• **About this task**:
If a line in the data below contains "cluster", copy it.

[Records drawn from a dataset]

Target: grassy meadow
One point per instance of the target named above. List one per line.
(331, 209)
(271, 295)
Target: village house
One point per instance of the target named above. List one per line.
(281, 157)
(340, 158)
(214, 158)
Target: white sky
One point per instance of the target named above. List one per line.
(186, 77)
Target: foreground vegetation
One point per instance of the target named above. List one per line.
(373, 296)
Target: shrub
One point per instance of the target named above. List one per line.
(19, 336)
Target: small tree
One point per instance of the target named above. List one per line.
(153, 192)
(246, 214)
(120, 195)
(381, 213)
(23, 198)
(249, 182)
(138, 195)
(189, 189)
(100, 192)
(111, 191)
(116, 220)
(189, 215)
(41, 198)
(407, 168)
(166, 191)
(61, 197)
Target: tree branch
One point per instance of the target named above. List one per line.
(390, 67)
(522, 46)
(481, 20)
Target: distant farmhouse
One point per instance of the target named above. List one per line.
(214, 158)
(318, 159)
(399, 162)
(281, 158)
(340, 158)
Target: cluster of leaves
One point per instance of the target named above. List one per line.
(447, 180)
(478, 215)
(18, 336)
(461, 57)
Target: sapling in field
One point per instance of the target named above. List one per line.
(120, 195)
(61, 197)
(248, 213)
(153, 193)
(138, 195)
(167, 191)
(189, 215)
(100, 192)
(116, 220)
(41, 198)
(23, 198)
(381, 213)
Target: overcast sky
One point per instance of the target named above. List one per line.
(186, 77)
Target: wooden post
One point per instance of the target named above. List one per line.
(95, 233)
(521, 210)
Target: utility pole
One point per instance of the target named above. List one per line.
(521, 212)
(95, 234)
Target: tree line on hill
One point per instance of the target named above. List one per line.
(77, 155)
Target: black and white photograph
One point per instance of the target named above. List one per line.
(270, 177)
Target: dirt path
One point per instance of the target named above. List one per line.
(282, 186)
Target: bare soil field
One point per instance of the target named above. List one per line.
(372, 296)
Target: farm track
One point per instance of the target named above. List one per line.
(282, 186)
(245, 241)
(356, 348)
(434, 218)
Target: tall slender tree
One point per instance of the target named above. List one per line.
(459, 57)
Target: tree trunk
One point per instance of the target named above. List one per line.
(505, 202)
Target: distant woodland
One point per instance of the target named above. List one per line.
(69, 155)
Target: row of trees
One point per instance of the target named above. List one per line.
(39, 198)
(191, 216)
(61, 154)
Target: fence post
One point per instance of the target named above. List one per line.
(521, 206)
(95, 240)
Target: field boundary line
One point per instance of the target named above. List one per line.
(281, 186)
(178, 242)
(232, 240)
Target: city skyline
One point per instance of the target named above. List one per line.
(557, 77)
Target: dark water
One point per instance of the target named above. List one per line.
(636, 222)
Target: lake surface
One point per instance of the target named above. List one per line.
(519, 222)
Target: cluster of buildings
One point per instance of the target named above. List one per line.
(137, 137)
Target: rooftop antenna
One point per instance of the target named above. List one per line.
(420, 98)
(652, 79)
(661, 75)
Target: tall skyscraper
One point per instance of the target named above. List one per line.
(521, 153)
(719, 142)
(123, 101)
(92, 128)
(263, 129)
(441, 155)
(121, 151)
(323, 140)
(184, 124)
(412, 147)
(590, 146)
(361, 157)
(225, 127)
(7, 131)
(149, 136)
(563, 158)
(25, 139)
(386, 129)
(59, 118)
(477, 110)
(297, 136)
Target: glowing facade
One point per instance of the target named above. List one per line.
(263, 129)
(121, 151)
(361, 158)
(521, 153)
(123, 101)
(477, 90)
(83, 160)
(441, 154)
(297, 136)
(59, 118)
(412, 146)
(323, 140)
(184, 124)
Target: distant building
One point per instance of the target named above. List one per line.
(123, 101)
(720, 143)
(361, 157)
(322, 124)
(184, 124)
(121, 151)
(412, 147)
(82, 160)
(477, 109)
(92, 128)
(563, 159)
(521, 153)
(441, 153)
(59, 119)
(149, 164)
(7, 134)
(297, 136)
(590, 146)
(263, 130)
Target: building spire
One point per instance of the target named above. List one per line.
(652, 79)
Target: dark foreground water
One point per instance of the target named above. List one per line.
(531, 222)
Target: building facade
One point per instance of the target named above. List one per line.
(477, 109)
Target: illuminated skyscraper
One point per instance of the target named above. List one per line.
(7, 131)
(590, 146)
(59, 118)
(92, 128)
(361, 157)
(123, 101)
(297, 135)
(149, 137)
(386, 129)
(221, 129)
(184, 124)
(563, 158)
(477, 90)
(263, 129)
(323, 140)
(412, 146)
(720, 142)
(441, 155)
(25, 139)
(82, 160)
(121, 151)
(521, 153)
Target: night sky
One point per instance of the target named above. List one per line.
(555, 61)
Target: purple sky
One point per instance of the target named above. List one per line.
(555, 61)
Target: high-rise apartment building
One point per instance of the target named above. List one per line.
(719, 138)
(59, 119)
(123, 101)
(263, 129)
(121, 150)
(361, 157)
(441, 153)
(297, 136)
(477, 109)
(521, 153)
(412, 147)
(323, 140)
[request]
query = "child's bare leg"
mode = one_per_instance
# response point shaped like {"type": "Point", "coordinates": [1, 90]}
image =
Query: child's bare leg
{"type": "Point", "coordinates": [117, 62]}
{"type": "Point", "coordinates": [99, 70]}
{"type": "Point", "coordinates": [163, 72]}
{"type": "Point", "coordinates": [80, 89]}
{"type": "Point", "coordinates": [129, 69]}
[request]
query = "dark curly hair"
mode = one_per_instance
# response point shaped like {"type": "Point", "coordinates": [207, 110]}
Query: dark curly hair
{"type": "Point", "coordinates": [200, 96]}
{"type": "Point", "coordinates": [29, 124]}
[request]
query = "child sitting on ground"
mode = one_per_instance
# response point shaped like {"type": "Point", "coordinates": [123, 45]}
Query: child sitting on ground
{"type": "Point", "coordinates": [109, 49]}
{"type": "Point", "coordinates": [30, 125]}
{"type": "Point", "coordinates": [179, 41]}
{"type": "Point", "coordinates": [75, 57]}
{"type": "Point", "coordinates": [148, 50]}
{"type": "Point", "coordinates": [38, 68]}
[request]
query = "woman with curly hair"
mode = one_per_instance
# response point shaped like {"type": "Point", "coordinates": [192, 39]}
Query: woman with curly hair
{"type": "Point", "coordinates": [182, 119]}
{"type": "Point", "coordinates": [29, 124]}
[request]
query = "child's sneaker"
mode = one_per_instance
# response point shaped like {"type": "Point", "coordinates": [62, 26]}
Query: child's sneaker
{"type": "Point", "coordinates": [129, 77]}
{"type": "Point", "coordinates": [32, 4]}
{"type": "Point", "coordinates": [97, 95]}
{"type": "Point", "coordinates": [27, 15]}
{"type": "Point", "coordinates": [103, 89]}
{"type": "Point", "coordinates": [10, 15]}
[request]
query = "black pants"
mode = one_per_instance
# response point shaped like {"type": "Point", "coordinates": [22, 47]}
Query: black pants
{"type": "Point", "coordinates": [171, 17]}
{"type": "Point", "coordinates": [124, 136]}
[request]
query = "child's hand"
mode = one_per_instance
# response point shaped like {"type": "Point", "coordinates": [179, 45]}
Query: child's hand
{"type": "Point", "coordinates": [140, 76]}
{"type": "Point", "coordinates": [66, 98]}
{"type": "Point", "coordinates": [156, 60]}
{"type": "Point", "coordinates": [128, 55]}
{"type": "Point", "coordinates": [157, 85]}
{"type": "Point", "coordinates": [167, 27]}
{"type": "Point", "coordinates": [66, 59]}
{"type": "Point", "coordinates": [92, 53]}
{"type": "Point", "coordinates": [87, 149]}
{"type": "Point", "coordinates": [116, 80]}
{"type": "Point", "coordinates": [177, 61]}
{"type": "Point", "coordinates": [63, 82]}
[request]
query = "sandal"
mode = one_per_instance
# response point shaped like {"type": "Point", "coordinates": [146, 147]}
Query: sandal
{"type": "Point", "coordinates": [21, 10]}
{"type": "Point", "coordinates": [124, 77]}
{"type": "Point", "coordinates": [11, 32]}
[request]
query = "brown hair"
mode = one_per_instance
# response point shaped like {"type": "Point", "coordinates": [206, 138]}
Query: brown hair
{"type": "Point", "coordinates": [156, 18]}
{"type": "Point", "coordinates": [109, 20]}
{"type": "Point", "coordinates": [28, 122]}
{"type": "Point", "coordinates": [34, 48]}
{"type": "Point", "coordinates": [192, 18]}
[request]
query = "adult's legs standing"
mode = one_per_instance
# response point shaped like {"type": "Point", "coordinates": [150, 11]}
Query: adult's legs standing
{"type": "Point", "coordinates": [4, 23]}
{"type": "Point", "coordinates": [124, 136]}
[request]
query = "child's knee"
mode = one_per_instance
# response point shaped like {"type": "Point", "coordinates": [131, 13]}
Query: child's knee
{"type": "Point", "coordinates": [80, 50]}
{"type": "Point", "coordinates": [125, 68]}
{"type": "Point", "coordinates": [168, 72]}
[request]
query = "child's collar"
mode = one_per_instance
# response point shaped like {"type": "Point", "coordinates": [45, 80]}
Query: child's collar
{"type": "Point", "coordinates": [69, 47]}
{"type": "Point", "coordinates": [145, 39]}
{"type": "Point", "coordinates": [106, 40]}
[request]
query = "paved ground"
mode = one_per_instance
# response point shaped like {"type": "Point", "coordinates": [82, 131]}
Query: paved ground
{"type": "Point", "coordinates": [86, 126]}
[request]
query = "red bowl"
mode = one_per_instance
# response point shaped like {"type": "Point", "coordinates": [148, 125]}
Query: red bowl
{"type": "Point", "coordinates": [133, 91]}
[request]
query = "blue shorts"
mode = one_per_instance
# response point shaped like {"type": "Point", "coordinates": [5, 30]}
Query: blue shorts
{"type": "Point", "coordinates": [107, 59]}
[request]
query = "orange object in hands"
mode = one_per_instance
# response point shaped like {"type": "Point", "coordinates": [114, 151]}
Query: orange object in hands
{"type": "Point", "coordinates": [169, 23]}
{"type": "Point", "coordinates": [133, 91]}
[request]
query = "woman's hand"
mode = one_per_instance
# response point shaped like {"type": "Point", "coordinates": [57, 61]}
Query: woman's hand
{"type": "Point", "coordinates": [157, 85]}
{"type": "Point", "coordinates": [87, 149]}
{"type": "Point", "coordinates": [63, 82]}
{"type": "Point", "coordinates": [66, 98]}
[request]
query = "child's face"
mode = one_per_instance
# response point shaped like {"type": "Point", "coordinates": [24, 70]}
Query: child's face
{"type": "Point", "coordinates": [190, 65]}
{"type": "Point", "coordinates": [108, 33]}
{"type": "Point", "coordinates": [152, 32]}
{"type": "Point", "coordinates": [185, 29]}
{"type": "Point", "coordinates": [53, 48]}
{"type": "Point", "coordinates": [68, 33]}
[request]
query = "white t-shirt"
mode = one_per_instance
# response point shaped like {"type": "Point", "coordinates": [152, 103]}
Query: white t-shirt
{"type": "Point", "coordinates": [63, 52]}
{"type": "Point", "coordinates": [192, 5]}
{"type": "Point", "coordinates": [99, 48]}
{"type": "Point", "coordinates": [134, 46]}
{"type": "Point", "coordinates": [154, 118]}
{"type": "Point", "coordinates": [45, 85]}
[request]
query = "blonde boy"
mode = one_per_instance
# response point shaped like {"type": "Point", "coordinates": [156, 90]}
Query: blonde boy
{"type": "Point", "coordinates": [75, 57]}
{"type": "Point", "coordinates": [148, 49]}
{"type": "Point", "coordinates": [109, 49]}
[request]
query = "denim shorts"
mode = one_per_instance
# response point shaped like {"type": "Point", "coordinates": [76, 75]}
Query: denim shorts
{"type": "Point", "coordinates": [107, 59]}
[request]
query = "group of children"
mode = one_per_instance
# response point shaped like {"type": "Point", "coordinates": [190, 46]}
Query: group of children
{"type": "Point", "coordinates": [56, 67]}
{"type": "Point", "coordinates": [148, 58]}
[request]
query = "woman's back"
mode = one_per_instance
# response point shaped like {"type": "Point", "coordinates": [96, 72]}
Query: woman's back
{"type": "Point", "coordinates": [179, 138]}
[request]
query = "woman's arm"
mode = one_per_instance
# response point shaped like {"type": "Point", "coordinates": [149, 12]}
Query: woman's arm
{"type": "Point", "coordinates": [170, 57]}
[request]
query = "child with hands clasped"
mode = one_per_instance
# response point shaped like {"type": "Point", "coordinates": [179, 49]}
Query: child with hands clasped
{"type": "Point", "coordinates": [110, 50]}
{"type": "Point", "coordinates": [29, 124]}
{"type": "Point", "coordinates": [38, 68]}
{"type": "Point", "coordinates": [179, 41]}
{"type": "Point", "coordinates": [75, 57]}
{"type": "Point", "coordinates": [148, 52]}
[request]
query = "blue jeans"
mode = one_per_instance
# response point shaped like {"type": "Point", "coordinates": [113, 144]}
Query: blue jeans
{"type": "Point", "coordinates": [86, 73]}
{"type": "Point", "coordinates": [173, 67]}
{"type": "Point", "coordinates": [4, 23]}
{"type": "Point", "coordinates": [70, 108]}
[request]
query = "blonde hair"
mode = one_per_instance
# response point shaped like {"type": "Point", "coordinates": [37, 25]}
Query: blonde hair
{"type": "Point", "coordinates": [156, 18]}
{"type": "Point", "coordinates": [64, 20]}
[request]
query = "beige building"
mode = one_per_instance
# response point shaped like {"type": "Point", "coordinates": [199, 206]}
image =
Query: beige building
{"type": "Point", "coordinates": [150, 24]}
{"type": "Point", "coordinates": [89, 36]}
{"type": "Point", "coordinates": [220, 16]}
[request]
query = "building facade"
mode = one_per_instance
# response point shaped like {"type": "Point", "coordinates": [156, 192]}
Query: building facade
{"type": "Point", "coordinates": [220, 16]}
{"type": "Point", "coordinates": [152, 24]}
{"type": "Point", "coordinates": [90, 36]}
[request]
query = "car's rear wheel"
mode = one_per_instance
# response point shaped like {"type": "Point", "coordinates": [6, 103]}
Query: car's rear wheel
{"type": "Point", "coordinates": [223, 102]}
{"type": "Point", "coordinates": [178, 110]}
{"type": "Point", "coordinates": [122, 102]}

• **Output of the exercise**:
Target: cluster of leaves
Target: cluster of buildings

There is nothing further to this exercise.